What the task asks – Write out exactly, excluding pictures, the lines from the one containing "Place one point per instance of the notice" through the end of the data, both included.

Data for review –

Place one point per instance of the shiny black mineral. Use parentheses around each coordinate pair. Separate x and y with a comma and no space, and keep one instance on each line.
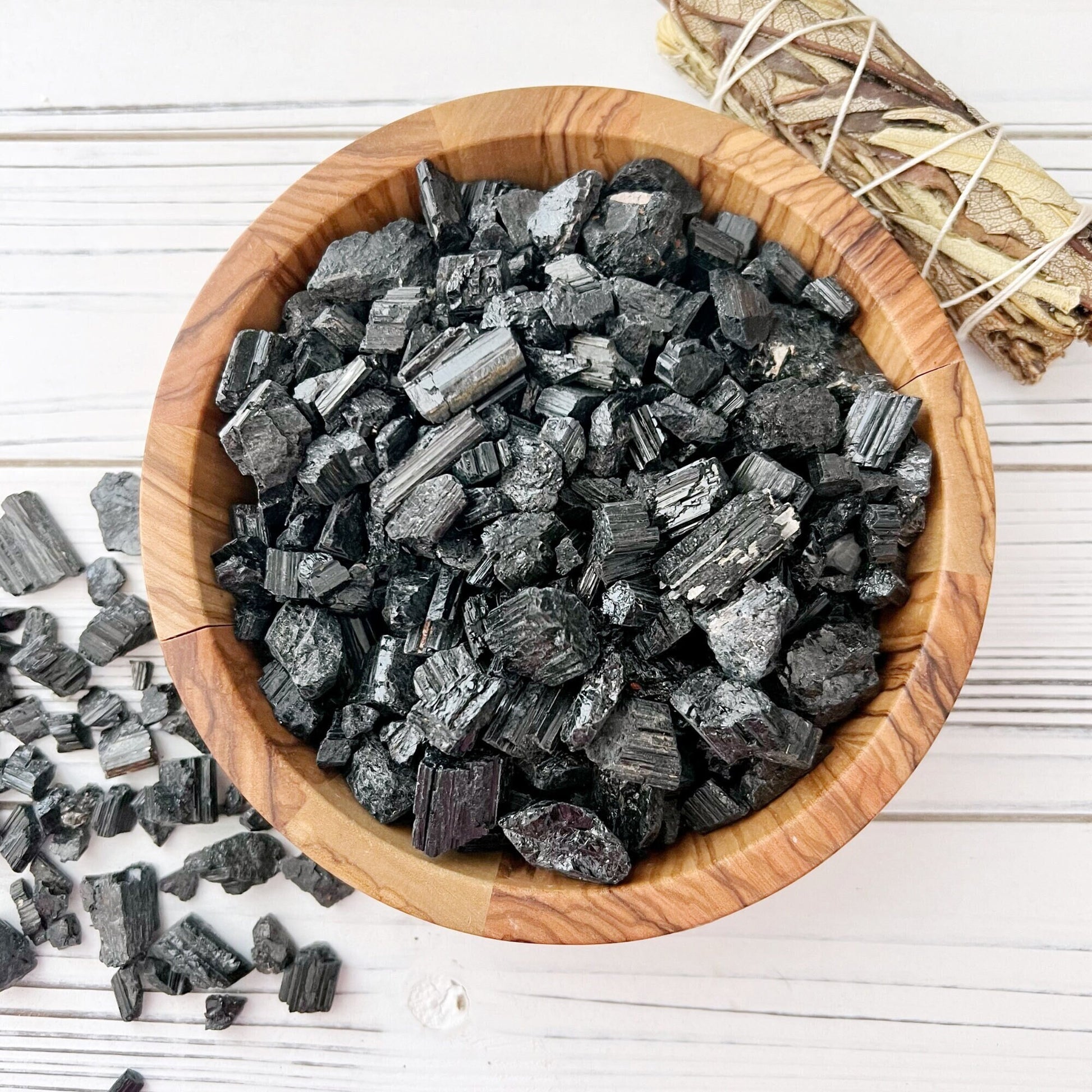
(575,512)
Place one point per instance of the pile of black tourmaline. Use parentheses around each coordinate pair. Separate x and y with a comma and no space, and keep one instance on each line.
(575,511)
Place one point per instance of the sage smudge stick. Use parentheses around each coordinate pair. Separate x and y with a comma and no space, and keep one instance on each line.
(982,210)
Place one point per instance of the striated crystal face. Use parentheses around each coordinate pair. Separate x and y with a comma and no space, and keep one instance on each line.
(575,511)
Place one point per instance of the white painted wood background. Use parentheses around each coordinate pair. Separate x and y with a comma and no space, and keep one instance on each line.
(949,947)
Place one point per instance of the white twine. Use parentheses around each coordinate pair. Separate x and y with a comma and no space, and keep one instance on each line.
(1019,276)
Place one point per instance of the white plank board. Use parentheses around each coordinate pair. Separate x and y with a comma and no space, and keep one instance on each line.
(945,948)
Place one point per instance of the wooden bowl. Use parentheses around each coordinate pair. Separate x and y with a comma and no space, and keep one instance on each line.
(538,137)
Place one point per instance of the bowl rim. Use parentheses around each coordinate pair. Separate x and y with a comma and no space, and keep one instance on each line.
(188,484)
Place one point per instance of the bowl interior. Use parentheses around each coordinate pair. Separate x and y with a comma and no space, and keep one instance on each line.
(536,138)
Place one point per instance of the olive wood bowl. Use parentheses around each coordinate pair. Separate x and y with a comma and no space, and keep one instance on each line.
(538,137)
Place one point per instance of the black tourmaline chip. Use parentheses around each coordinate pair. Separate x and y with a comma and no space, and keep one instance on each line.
(309,981)
(117,502)
(129,1081)
(27,771)
(221,1011)
(128,992)
(123,908)
(192,949)
(456,802)
(567,839)
(117,629)
(34,553)
(323,887)
(17,955)
(126,748)
(544,634)
(379,783)
(480,535)
(105,579)
(237,863)
(273,949)
(52,664)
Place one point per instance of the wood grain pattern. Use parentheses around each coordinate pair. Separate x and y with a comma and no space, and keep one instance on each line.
(538,137)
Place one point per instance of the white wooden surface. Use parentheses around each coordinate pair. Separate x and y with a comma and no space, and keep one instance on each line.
(948,947)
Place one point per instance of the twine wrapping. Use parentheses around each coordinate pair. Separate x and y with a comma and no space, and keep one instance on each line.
(1005,248)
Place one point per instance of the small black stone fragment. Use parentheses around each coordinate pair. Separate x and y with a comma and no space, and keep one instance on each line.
(105,579)
(323,887)
(222,1011)
(117,502)
(123,908)
(567,839)
(192,949)
(273,949)
(309,982)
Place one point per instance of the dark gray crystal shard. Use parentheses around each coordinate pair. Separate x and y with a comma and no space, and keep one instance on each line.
(367,264)
(442,208)
(428,513)
(101,709)
(432,455)
(457,700)
(27,771)
(105,579)
(323,886)
(877,425)
(26,721)
(459,378)
(544,634)
(54,666)
(831,672)
(746,634)
(117,502)
(389,683)
(17,955)
(594,703)
(650,176)
(309,982)
(69,733)
(307,643)
(687,367)
(728,548)
(34,552)
(65,932)
(791,416)
(456,802)
(255,355)
(117,629)
(709,807)
(637,234)
(125,909)
(556,223)
(126,748)
(690,494)
(828,297)
(222,1010)
(567,839)
(182,885)
(21,838)
(745,315)
(273,949)
(379,783)
(637,744)
(237,863)
(129,1081)
(30,920)
(577,297)
(267,437)
(761,473)
(192,949)
(128,993)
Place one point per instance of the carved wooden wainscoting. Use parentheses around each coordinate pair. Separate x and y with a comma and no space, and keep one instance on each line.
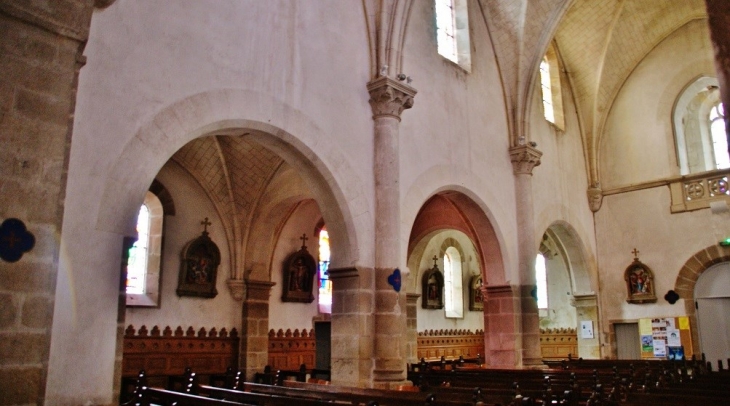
(288,351)
(557,343)
(167,353)
(450,344)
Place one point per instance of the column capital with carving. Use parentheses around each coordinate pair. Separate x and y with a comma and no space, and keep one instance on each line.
(389,97)
(524,158)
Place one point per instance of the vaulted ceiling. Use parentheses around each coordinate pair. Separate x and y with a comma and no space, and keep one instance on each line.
(600,42)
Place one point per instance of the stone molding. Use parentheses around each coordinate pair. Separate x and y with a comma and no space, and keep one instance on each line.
(101,4)
(235,286)
(524,158)
(584,300)
(389,97)
(258,290)
(338,273)
(412,298)
(70,25)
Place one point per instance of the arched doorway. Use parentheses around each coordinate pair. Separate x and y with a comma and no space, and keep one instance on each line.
(452,225)
(712,301)
(687,279)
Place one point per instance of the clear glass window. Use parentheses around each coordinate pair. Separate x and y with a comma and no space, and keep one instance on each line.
(719,137)
(137,262)
(541,282)
(453,285)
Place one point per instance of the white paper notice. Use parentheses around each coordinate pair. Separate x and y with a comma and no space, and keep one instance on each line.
(660,348)
(673,338)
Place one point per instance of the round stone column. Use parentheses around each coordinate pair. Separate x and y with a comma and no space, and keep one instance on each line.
(524,158)
(388,99)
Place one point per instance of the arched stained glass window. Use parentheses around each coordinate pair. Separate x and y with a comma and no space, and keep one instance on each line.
(325,284)
(541,281)
(453,286)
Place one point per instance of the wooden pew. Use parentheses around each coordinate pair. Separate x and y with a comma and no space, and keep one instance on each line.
(163,354)
(148,396)
(354,395)
(433,345)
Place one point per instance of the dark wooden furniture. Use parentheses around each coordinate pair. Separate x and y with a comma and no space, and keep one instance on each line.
(558,343)
(450,344)
(165,355)
(289,350)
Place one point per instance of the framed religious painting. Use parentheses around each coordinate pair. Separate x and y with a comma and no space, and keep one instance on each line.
(639,282)
(432,296)
(476,295)
(299,271)
(199,267)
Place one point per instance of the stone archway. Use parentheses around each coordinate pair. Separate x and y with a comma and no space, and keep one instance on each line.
(582,282)
(138,159)
(687,279)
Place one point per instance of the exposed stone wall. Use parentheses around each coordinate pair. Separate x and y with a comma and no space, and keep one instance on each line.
(41,45)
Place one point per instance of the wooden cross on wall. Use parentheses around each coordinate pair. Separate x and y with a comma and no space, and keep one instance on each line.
(304,241)
(636,253)
(205,224)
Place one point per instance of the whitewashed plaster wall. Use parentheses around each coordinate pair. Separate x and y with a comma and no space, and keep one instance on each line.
(638,142)
(455,137)
(435,319)
(559,313)
(291,315)
(560,183)
(146,56)
(665,242)
(157,76)
(191,207)
(638,147)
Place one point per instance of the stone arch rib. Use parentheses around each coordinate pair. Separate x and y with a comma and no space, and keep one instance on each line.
(687,278)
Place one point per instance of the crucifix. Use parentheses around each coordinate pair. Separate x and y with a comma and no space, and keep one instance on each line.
(304,241)
(205,224)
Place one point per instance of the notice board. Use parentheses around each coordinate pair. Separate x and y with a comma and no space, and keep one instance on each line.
(665,338)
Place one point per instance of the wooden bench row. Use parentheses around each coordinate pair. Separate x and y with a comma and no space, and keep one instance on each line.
(292,393)
(609,383)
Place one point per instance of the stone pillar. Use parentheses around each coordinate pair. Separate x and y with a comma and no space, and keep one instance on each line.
(351,339)
(586,309)
(388,99)
(42,51)
(524,159)
(254,351)
(718,12)
(412,327)
(501,325)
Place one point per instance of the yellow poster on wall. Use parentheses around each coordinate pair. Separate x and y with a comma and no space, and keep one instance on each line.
(665,338)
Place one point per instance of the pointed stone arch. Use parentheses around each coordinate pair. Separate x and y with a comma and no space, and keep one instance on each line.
(280,128)
(583,283)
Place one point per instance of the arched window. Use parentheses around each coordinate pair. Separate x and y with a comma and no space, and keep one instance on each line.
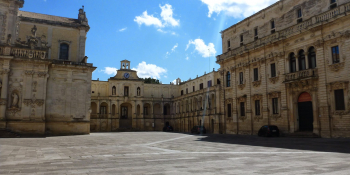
(64,50)
(312,58)
(138,91)
(292,63)
(228,79)
(114,90)
(302,61)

Answer below –
Place one point per instance of the notice board. Use parentheses around each coordinate pair. Separate x and y with a comma and no space, and keep one instance on each line.
(665,338)
Place one point per instance of the wooden bench row. Use parentheses around each coordinate pair. Separate x and y with a comma and no space, and keep one instance on each line.
(292,393)
(609,383)
Place one point per instance of the stone pillar. Use parentheses around each coordinate pair. Separate x and y with a comma and no space, and keep one instance on each line.
(351,339)
(586,309)
(388,99)
(42,51)
(524,159)
(254,351)
(718,12)
(412,327)
(501,325)
Place one point per instance of the yellow poster on wall. Use parentheses around each coordinate pair. Separate x and y with a comma and no space, and keep one instance on each line.
(665,338)
Place one point per instance of the pointed stone arch. Use parentheses around each coordinate pair. Separate x and y with a comma and no space, and keep one instance on each line.
(280,128)
(583,283)
Place one point per instance of the arched window. Use parentheses around each coordinate pair. Separate x and y with a comma and no space, and keep one instance on each line.
(64,50)
(312,58)
(138,91)
(292,63)
(228,79)
(114,90)
(302,61)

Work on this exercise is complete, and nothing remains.